Copy out everything from the start of the entries down to the line containing "260 1 L 251", with both ends included and each line reproduced character for character.

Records
<<<<

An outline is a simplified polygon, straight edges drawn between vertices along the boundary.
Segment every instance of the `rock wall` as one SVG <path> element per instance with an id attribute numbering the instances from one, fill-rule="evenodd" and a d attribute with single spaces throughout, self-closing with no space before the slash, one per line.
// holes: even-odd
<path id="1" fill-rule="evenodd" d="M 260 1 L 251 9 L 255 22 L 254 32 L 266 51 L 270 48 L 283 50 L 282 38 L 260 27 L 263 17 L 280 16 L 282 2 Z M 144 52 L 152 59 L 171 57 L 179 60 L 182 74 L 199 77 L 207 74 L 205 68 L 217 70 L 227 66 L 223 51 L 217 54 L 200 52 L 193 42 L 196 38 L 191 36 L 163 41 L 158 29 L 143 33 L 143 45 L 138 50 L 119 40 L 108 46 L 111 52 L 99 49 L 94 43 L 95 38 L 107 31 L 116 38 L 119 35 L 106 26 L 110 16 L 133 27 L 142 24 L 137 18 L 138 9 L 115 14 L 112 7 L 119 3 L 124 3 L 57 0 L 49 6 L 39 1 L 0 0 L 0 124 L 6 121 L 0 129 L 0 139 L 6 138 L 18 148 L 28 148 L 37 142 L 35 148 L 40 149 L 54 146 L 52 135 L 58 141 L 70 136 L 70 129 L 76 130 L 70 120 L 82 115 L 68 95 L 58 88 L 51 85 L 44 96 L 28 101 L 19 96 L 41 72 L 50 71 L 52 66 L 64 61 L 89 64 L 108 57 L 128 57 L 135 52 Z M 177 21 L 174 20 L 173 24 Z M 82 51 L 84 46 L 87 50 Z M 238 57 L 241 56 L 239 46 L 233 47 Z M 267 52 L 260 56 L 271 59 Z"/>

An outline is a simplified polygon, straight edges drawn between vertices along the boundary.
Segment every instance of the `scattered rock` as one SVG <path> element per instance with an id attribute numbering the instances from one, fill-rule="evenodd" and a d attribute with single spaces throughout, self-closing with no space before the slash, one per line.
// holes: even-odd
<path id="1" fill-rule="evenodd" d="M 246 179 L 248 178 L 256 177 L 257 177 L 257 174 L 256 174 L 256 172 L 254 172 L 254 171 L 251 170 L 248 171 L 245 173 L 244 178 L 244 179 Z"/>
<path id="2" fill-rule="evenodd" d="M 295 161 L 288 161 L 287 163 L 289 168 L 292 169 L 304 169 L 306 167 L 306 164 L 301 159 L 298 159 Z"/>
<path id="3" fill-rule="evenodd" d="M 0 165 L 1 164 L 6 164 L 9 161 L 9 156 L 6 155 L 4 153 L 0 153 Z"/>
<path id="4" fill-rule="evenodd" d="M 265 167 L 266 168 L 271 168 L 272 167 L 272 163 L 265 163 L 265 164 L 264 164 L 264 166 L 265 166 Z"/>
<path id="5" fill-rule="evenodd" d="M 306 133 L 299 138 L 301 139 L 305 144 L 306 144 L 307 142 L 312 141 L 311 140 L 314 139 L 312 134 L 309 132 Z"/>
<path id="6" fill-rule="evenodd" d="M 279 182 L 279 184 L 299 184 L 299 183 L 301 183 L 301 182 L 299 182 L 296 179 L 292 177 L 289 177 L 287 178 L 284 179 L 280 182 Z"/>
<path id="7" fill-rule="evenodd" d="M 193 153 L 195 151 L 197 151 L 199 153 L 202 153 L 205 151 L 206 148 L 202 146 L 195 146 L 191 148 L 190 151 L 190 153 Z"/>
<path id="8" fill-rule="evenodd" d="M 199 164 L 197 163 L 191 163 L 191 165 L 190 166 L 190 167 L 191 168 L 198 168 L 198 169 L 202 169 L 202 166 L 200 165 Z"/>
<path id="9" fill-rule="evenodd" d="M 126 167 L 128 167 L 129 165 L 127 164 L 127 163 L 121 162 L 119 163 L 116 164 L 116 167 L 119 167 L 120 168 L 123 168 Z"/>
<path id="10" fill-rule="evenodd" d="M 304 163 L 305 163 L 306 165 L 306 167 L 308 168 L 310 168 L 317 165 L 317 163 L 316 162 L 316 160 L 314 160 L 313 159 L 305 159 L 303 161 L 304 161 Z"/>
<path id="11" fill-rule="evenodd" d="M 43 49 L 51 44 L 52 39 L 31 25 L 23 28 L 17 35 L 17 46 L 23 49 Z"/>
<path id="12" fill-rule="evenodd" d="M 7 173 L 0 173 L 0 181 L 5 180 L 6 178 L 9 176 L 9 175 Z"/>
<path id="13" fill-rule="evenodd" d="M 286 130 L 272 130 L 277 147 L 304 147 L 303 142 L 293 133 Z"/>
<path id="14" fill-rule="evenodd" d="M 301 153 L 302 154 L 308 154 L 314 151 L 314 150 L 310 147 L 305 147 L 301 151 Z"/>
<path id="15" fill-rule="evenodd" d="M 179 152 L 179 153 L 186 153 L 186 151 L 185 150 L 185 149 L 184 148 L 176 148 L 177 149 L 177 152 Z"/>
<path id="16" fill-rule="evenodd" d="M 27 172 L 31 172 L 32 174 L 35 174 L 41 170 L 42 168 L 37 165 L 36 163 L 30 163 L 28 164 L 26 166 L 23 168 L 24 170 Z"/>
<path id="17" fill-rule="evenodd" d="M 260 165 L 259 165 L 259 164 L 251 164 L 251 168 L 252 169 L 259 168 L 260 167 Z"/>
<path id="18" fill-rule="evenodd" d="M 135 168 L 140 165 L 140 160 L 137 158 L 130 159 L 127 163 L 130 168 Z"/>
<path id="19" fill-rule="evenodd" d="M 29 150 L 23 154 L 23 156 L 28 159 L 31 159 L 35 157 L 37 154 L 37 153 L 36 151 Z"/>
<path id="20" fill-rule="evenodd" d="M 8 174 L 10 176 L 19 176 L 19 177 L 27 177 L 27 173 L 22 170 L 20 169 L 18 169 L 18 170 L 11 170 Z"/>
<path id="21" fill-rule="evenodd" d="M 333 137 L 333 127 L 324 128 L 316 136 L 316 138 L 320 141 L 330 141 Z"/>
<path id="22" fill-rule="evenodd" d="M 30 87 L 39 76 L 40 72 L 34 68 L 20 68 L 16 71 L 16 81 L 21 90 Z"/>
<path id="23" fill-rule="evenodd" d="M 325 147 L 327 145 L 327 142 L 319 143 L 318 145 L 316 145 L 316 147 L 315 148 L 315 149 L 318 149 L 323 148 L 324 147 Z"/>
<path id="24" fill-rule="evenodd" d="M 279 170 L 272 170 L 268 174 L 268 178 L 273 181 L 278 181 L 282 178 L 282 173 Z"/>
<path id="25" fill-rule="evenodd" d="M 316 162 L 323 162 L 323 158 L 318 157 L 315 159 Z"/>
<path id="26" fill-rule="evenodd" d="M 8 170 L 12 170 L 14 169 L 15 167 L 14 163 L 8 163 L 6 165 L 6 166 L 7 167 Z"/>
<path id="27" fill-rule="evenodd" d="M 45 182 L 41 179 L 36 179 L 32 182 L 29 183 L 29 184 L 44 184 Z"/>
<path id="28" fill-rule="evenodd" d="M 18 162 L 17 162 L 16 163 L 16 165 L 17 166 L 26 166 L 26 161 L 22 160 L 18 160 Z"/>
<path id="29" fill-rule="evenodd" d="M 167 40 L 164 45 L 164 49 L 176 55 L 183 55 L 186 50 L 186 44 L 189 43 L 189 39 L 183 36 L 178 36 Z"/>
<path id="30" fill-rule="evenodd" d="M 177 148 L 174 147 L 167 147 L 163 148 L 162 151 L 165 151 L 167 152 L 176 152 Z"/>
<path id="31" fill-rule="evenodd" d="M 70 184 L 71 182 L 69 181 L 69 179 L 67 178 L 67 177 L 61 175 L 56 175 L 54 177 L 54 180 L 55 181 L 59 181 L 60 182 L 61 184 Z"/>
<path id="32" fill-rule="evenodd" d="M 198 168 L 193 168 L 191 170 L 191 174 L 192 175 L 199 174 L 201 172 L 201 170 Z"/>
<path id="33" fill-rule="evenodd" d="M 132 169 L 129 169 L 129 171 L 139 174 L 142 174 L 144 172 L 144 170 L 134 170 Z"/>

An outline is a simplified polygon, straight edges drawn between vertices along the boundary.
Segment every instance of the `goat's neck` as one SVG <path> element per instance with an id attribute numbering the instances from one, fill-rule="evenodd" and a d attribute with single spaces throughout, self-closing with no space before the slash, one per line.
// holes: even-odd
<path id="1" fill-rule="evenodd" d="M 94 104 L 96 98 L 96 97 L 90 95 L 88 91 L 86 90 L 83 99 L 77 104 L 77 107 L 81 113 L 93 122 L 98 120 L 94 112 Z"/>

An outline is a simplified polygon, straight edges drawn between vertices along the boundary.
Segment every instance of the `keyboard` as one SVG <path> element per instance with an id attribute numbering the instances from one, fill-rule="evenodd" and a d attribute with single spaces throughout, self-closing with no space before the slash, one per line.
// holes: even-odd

>>>>

* _SOLVED PROBLEM_
An outline is a simplified polygon, straight edges drawn between vertices along the boundary.
Segment every instance of the `rock wall` as one SVG <path> element per instance with an id attribute numbering the instances from one, fill-rule="evenodd" and a d attribute with single spaces throughout, self-closing with no space before the slash, one per line.
// holes: even-odd
<path id="1" fill-rule="evenodd" d="M 260 1 L 251 9 L 255 22 L 254 32 L 266 51 L 270 48 L 283 50 L 282 38 L 260 27 L 263 17 L 280 16 L 282 2 Z M 144 52 L 152 59 L 171 57 L 179 60 L 182 74 L 199 77 L 207 74 L 205 68 L 217 70 L 227 66 L 223 51 L 217 54 L 200 52 L 193 42 L 196 38 L 191 36 L 163 41 L 158 29 L 143 33 L 143 45 L 138 50 L 119 40 L 108 46 L 111 52 L 99 49 L 94 43 L 95 38 L 107 31 L 116 38 L 119 35 L 106 26 L 110 16 L 133 27 L 142 24 L 137 18 L 138 9 L 115 14 L 112 7 L 119 3 L 124 3 L 57 0 L 49 6 L 39 1 L 0 0 L 0 124 L 6 121 L 0 129 L 0 139 L 6 138 L 18 148 L 28 148 L 37 142 L 35 148 L 40 149 L 54 146 L 52 135 L 58 141 L 70 136 L 70 129 L 76 130 L 70 120 L 82 115 L 68 95 L 58 88 L 51 85 L 44 96 L 28 101 L 19 96 L 41 72 L 50 71 L 52 66 L 64 61 L 89 64 L 108 57 L 128 57 L 135 52 Z M 177 21 L 174 20 L 173 24 Z M 82 51 L 84 46 L 87 50 Z M 238 57 L 241 56 L 239 46 L 233 47 Z M 267 52 L 260 56 L 271 59 Z"/>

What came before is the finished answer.